There were a number of parts to the Lincoln Agreement—disarming, phased withdrawal of the Papua New Guinea Defence Force, establishing civil police and law, and also a discussion of Bougainville's ultimate political status. There have been delays in the Lincoln timetable, but we did feel that the peace process was moving forward. During our visit in March we met with the opposition in Port Moresby and also with the Leitana Council of Elders, who were echoing similar concerns to the opposition's: everyone supported a peaceful solution, but they were critical of the process and felt that elections proposed at that time were unconstitutional.

Since more recent meetings and the Makatana and Oketaina Understanding in April 1999, the then opposition has been less critical and the process has been moving forward. As I said, on 8 October this year—that is, this month—Papua New Guinea offered autonomy to Bougainville, and they now have a 25 December deadline for the new constitution. I think that is something that will be acceptable to most participants.

Another issue touched on by the committee was the disposal of weapons. Some progress has been made there towards an agreement for organising disposal. Perhaps that could also be linked with the phased withdrawal of the Papua New Guinea Defence Force—another part of the Lincoln Agreement. We also talked about basic communications, and one of the recommendations related to the provision of satellite phones to participants in the peace process so that dialogue between them could be speeded up.
- - - - - - -
▶ **List of tasks**
1. List the parts of the Lincoln Agreement named in the passage on the Bougainville peace process.
2. Summarize the passage on the Bougainville peace process in two sentences.
3. Carry the passage on the Bougainville peace process forward from its final sentence.

Collected data:
- - - - - - -
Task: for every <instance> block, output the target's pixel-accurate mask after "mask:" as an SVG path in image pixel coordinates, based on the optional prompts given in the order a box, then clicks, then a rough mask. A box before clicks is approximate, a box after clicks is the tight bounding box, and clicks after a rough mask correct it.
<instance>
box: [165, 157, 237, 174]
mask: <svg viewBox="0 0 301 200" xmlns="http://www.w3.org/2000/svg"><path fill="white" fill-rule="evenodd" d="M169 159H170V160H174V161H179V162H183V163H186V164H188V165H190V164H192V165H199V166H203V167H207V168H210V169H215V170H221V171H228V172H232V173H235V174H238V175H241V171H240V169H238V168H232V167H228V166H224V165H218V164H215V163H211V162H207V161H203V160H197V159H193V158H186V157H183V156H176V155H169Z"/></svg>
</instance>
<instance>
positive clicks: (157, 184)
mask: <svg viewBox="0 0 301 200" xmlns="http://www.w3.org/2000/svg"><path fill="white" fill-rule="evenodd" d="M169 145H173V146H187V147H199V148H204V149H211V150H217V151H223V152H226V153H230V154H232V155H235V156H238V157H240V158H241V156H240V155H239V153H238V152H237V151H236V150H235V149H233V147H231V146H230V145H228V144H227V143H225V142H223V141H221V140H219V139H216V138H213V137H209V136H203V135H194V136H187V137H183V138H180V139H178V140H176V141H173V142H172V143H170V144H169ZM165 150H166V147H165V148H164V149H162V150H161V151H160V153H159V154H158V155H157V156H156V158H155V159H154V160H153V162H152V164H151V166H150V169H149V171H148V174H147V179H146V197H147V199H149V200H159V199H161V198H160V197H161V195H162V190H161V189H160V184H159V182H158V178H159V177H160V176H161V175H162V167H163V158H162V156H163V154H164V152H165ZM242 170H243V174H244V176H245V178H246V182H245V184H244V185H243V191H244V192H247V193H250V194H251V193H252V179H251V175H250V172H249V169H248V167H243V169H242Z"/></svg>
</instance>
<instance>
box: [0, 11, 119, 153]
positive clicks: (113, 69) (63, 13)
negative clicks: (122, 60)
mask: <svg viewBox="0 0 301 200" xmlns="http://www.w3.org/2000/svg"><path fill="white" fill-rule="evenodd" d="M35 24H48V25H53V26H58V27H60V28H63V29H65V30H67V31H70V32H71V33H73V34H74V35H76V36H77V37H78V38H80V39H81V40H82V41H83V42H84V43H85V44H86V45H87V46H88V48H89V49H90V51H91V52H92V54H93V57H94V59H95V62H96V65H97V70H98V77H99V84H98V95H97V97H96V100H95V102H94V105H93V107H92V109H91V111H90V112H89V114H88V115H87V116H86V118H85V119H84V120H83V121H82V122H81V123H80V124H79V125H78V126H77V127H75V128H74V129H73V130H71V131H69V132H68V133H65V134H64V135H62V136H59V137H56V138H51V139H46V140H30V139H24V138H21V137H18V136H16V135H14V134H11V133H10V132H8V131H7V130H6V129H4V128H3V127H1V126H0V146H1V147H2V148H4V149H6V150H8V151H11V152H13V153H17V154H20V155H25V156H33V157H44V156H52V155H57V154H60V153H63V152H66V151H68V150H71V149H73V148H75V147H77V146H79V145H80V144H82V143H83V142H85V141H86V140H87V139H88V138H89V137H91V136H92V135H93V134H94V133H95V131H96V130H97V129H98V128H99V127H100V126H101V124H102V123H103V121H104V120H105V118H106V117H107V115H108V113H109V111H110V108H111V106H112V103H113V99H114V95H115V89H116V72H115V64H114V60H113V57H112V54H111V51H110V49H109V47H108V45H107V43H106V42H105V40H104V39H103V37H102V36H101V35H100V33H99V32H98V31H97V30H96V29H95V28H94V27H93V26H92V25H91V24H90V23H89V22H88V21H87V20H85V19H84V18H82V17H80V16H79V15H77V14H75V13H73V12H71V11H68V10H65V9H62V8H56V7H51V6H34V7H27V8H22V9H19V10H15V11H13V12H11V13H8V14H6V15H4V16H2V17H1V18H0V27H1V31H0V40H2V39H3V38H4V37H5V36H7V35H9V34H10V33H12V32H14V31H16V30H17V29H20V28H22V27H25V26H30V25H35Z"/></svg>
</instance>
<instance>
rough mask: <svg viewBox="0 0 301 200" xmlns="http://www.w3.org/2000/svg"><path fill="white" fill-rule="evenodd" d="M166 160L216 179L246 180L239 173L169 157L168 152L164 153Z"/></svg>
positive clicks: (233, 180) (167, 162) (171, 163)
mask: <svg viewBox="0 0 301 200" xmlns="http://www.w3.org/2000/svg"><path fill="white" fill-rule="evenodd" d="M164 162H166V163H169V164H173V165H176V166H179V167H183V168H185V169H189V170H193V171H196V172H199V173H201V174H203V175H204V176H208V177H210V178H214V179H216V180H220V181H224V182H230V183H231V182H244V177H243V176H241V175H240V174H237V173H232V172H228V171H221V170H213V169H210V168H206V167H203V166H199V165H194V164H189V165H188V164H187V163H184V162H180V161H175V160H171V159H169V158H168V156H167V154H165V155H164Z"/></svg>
- - - - - - -
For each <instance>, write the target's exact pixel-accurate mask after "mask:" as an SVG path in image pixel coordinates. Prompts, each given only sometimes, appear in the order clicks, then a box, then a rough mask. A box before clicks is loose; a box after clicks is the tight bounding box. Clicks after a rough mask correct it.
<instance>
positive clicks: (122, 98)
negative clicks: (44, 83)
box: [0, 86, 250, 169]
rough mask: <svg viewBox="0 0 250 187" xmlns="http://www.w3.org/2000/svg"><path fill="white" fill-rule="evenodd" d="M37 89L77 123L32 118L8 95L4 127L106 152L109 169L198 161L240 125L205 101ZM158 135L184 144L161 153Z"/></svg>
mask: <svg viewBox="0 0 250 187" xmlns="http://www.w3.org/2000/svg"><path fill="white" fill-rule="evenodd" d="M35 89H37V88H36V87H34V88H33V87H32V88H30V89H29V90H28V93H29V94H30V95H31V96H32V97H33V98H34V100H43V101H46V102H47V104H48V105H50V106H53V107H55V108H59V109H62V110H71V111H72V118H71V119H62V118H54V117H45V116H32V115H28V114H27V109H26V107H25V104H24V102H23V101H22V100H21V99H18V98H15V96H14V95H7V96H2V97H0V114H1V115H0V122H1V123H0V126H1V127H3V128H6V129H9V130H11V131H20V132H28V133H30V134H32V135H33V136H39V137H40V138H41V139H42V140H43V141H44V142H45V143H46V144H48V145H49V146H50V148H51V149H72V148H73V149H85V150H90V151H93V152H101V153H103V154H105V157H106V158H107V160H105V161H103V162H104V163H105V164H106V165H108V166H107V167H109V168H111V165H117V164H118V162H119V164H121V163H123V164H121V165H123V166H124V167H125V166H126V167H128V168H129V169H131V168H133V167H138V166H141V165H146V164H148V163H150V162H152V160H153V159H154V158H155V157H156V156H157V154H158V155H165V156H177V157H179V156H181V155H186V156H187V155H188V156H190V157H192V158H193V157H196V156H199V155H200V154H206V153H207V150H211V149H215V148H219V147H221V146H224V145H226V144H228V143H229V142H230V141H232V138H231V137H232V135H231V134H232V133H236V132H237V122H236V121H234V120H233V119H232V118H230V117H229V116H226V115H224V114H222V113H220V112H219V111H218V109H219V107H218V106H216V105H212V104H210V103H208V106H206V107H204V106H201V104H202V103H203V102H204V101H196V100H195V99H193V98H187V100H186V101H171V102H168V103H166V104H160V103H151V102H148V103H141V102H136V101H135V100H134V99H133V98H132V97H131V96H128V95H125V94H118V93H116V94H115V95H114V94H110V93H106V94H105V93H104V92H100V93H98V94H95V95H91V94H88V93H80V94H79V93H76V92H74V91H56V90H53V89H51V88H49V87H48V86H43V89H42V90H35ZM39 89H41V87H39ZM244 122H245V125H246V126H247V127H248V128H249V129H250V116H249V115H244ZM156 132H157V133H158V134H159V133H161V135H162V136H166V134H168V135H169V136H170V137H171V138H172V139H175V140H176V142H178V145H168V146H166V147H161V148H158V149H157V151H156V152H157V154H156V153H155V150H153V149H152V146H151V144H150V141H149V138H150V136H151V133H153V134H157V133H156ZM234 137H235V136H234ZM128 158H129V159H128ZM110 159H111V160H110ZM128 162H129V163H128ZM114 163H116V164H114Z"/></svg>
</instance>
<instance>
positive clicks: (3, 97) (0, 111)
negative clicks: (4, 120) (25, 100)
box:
- - - - - - -
▶ **Results of the tasks**
1.
Disarming
Phased withdrawal of the Papua New Guinea Defence Force
Establishing civil police and law
A discussion of Bougainville's ultimate political status

2. The Lincoln Agreement's timetable has slipped, but the peace process has been moving forward. Earlier critics have become less critical, and Papua New Guinea offered Bougainville autonomy on 8 October with a 25 December deadline for a new constitution, while weapons disposal and the provision of satellite phones to participants were also discussed.

3.
Australia has made an outstanding contribution to the peace process—facilitating the process, providing the bulk of the Peace Monitoring Group and also assisting with aid. It was encouraging to see peaceful elections in May this year for the Bougainville People's Congress. While we were on our trip we saw the Peace Monitoring Group in action. I think this was a New Zealand adaptation, but they had a little hut there which was neutral ground and various participants would come together to talk in the hut. While we were there we saw that preparations for the elections were well under way. We think the peace process continues to move forward.

As previously stated, as well as Australian personnel, the Peace Monitoring Group includes personnel from Fiji, New Zealand and Vanuatu. Their key role is monitoring compliance with the cease-fire and also promoting the peace process. Earlier this year there were 300 members—245 from Australia, 29 from New Zealand, 12 from Fiji and 15 from Vanuatu. The important points are that the Peace Monitoring Group be neutral and be perceived as being neutral. Australia did have some baggage in Bougainville, related to Bougainville's colonial status, Bougainville Copper, and the defence arrangements between Australia and Papua New Guinea which saw Iroquois helicopters used in Bougainville. I think that has been overcome.

People do understand that the Peace Monitoring Group is not a permanent presence. At Wakunai, when the Peace Monitoring Group explained that they would be leaving, people said, `We're going to go back into the bush when you leave.' But the members of the group are emphasising that it is not a permanent presence, and I think that they are widely welcomed. We were told that, initially, when they arrived with the helicopters, people would actually run away, but that now, when the orange helicopters arrive, people come out and wave. It is something that you see right across the island. It is important that this is a multinational force and that it is also unarmed. They play an important role in building confidence and trust.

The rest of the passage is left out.